Record excerpts:
········

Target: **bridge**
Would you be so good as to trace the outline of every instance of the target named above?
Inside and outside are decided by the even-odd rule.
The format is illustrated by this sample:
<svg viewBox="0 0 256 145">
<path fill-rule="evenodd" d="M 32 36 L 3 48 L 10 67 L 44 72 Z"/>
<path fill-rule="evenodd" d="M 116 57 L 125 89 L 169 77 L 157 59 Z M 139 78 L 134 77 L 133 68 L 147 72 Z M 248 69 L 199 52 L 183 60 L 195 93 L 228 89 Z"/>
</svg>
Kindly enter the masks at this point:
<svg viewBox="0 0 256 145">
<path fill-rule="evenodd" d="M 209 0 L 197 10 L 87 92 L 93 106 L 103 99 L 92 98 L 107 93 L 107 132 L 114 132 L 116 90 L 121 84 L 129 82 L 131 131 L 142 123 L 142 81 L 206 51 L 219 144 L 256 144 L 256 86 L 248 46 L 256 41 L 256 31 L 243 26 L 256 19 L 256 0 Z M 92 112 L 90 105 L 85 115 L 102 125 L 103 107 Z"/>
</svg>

········

The exercise: Reproduce all the items above, substituting "contour" for every occurrence of "outline" and leaving everything else unchanged.

Answer:
Target: **bridge**
Would you be so good as to trace the contour of every instance of the target named above?
Inside and outside are decided by the even-odd rule.
The format is illustrated by this sample:
<svg viewBox="0 0 256 145">
<path fill-rule="evenodd" d="M 32 36 L 3 48 L 10 67 L 44 72 Z"/>
<path fill-rule="evenodd" d="M 116 57 L 125 89 L 169 77 L 157 59 Z M 139 78 L 134 77 L 133 68 L 147 72 Z M 248 69 L 199 52 L 183 60 L 195 93 L 228 89 Z"/>
</svg>
Kindly enter the masks at this point:
<svg viewBox="0 0 256 145">
<path fill-rule="evenodd" d="M 209 0 L 197 10 L 87 92 L 93 106 L 103 99 L 92 98 L 107 93 L 107 132 L 114 132 L 116 90 L 121 84 L 129 82 L 131 131 L 142 123 L 142 81 L 206 51 L 219 144 L 256 144 L 256 86 L 248 46 L 256 41 L 256 31 L 243 26 L 256 19 L 256 0 Z M 92 112 L 90 105 L 85 115 L 102 125 L 103 107 Z"/>
</svg>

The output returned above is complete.